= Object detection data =
-*-*-

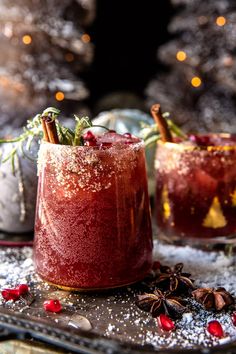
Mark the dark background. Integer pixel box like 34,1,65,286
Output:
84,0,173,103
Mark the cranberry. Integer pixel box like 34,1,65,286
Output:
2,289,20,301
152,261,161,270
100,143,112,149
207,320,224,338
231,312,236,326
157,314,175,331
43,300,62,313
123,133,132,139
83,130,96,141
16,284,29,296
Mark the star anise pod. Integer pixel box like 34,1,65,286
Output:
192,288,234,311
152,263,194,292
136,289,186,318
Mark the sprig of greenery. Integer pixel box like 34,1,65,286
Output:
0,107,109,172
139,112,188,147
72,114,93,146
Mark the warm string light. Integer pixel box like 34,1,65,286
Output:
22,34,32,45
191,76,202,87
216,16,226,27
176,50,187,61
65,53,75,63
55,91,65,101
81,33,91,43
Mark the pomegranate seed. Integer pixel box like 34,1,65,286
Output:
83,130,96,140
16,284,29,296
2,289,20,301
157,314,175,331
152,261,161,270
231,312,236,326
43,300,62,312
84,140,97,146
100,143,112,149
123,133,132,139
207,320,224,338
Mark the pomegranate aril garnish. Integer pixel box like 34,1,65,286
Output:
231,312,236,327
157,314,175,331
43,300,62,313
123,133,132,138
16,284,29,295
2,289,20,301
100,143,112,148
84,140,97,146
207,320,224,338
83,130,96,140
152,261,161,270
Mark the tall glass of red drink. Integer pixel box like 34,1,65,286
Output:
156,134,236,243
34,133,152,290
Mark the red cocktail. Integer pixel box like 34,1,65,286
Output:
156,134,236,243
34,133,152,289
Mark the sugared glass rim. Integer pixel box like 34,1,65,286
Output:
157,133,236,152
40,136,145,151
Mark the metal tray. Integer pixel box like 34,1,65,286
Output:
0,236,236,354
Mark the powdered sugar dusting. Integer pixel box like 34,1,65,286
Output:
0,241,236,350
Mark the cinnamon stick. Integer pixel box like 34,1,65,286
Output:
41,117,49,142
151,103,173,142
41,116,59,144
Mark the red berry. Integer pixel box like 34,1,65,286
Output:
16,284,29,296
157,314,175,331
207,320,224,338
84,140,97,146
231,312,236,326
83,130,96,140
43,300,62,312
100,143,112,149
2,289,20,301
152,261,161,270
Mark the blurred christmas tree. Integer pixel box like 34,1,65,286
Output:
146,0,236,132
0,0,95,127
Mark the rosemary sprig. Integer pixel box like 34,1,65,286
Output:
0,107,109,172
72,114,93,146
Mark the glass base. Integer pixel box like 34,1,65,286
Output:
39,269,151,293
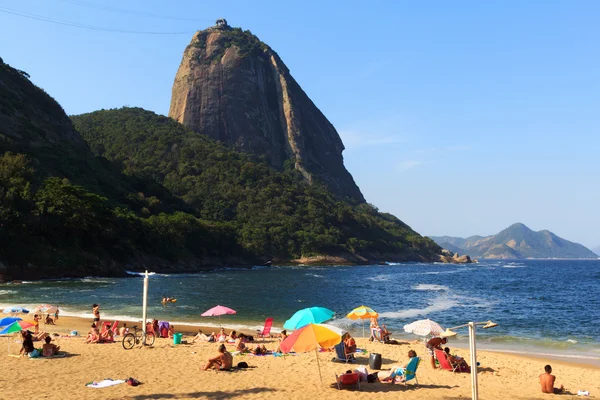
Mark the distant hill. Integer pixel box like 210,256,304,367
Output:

-*-*-

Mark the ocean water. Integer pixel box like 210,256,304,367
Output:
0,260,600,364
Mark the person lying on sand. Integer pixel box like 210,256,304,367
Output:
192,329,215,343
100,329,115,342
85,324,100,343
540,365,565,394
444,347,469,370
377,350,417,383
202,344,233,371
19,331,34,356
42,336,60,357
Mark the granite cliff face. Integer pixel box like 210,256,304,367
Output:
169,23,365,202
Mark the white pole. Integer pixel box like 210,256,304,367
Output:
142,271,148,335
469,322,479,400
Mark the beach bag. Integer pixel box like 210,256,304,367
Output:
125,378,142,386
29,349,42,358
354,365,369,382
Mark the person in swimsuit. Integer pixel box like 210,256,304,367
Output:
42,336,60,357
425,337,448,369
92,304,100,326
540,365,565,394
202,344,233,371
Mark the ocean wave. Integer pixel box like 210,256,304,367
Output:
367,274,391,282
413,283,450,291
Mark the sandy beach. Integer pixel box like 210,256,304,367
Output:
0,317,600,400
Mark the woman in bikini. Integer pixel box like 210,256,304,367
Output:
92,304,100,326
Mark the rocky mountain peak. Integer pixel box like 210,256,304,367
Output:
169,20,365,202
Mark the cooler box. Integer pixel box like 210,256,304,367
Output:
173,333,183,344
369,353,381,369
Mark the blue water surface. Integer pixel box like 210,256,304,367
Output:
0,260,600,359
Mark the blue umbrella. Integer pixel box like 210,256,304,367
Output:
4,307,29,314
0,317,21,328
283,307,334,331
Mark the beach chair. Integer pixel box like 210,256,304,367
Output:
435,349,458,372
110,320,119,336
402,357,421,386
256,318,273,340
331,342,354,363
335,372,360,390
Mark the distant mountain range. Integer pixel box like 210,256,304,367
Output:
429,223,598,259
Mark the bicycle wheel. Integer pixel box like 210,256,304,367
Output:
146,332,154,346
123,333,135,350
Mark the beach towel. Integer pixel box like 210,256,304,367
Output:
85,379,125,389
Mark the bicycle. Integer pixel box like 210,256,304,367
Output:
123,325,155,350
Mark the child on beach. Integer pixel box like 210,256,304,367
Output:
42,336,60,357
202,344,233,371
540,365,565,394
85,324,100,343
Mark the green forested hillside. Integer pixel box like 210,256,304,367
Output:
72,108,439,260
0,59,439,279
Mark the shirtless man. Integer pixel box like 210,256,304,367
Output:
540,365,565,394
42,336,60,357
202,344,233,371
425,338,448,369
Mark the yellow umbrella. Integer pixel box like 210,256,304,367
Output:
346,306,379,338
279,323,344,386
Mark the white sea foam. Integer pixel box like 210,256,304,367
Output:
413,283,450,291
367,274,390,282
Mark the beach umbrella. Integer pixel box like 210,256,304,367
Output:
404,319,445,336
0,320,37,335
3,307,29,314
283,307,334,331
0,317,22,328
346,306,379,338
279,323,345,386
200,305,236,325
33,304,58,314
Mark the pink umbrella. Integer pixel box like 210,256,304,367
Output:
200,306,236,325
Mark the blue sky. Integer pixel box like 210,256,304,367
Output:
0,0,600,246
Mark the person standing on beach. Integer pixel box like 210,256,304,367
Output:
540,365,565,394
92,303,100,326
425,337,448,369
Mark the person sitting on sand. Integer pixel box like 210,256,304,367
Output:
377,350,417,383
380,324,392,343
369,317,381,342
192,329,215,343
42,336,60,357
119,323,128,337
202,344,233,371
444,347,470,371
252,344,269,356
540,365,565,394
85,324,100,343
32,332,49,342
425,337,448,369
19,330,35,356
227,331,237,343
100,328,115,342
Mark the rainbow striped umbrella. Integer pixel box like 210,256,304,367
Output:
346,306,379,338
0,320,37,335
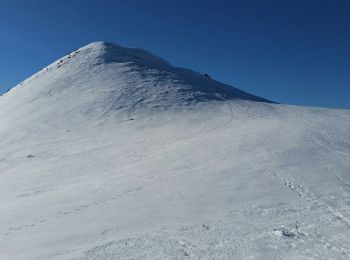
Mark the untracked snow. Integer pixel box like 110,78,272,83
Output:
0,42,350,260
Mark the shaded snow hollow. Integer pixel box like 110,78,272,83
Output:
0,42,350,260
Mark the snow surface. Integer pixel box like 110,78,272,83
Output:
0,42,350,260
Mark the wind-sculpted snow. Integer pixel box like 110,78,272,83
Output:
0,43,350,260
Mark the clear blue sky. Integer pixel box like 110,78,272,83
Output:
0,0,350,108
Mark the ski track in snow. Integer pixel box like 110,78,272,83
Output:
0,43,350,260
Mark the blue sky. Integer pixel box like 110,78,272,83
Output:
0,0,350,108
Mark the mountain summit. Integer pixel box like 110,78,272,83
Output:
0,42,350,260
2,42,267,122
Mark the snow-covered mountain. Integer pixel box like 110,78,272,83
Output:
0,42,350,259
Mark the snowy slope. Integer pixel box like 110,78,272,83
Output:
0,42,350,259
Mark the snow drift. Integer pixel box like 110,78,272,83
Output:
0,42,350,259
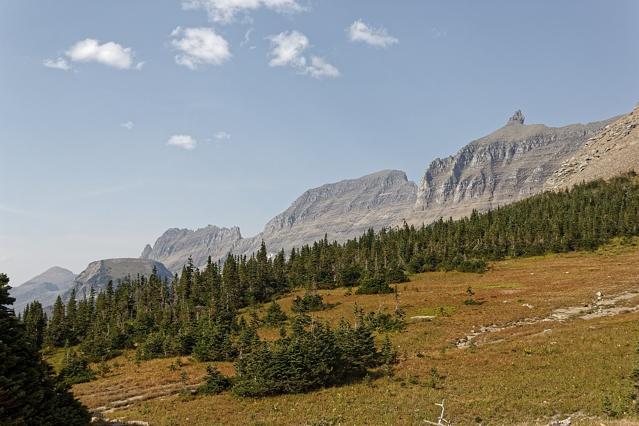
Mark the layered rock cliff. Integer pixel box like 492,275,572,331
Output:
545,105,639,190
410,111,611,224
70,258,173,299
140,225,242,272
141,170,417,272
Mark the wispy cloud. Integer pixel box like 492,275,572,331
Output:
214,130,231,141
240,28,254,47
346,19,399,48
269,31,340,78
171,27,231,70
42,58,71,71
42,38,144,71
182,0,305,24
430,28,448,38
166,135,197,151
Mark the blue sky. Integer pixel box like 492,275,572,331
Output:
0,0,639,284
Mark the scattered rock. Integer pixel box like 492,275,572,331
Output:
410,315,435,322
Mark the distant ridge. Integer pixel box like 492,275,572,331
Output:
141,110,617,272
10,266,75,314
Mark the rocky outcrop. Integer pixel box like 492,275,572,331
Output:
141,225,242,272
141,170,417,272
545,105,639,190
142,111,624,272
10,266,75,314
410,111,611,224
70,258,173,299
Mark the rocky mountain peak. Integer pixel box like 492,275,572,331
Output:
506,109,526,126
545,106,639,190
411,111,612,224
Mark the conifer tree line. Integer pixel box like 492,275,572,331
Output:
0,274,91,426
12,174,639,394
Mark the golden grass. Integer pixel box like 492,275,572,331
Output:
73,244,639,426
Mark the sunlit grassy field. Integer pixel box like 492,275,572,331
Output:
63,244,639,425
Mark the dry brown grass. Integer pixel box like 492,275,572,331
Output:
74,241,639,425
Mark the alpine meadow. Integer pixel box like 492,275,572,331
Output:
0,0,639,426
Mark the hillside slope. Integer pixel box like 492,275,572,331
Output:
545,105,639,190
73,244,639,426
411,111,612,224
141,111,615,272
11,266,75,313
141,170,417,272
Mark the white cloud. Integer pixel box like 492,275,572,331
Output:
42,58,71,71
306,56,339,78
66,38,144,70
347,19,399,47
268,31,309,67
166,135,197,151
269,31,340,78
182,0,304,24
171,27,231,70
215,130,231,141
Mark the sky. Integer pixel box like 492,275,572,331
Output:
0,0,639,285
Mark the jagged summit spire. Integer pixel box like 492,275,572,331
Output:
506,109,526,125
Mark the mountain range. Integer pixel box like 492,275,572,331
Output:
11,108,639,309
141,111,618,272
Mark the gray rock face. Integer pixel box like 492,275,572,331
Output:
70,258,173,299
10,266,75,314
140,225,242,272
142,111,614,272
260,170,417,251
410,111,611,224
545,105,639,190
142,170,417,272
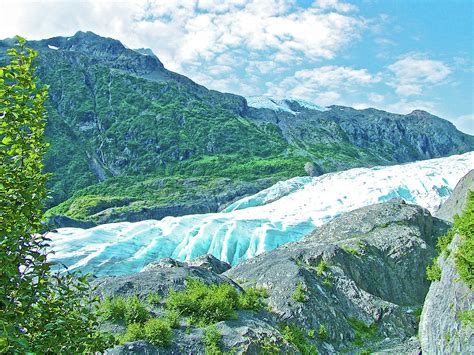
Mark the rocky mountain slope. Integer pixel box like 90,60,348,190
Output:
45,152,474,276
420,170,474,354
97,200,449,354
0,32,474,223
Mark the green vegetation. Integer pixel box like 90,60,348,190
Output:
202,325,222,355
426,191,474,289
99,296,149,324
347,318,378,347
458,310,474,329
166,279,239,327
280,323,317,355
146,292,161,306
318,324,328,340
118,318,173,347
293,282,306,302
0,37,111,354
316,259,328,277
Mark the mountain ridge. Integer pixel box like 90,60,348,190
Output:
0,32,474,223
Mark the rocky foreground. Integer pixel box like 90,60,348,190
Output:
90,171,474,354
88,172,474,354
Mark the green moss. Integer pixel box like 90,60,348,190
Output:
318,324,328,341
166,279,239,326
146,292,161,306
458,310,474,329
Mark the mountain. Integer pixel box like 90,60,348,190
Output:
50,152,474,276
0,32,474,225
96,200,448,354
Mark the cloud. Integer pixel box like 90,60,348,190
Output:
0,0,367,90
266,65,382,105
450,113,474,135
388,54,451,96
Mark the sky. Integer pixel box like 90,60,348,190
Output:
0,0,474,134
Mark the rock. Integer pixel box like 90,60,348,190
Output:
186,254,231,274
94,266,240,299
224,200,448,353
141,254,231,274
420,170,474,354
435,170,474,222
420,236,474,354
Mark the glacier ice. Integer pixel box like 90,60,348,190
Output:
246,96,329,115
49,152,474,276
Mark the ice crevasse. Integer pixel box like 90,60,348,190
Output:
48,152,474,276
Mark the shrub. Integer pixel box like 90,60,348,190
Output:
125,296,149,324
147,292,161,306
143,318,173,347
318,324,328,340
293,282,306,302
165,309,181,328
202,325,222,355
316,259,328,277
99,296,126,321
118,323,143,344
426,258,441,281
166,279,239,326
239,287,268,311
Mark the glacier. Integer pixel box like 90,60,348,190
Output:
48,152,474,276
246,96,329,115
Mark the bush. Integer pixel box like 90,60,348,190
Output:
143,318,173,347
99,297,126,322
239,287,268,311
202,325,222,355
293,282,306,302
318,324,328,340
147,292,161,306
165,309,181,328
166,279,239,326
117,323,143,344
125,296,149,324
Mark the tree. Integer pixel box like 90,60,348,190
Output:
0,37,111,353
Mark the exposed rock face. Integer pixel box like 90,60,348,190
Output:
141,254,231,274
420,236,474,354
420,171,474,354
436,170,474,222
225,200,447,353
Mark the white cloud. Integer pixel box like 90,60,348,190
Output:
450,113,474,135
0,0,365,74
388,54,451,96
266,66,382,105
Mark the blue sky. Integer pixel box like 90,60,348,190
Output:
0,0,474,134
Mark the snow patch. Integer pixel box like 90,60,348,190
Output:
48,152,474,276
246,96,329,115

-*-*-

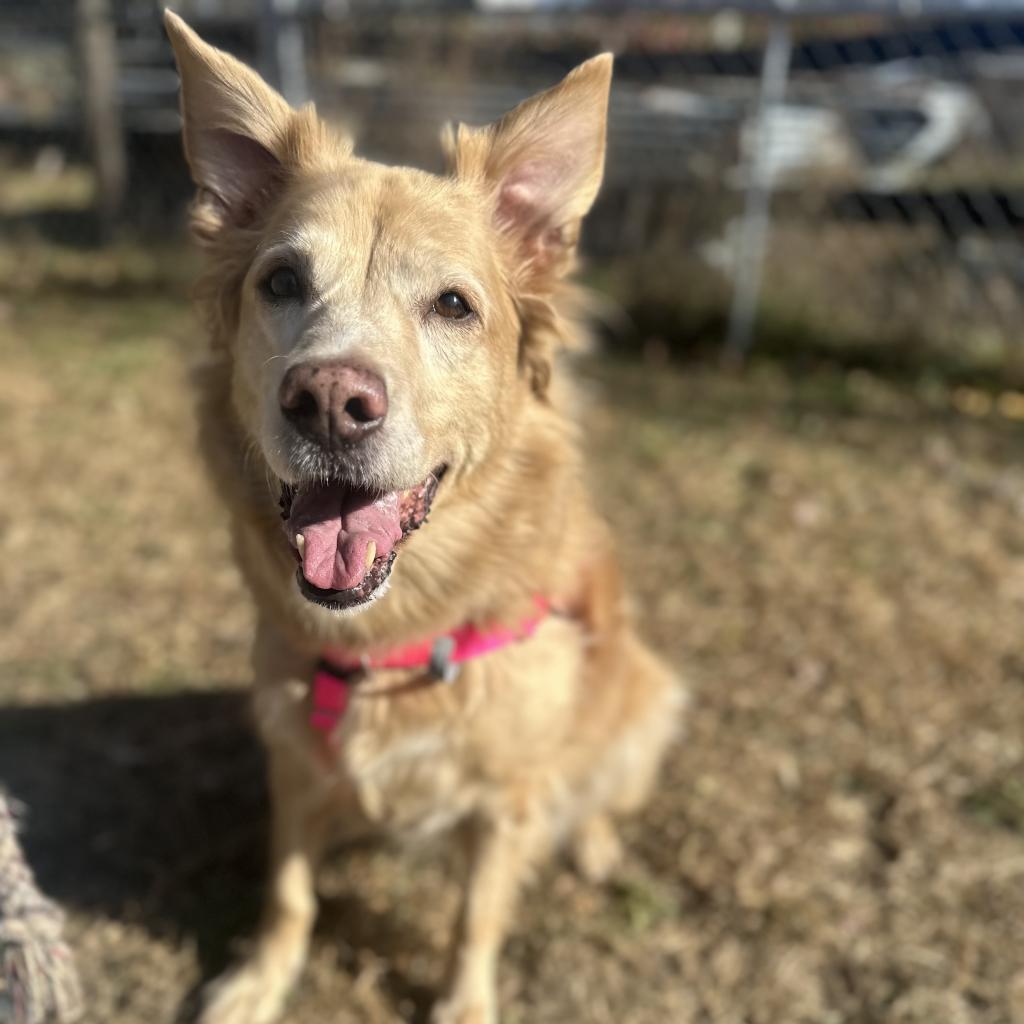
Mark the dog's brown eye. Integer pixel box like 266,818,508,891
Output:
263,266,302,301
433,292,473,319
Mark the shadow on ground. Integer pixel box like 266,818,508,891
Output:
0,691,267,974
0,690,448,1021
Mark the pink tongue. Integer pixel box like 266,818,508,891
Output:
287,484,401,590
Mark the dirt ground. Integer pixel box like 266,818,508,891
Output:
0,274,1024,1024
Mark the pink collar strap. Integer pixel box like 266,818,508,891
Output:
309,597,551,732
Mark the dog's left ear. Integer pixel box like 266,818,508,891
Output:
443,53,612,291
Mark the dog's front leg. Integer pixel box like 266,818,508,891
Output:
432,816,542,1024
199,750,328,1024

-*-*-

Can you recast the lines of the material from the line with "Mark the dark" to the line with "84,0,173,103", both included, as a JSON list of strings, one string per line with blank lines left out, and nothing else?

[
  "Mark the dark background. Integer pixel box like 34,1,65,286",
  "Output:",
  "84,0,173,103"
]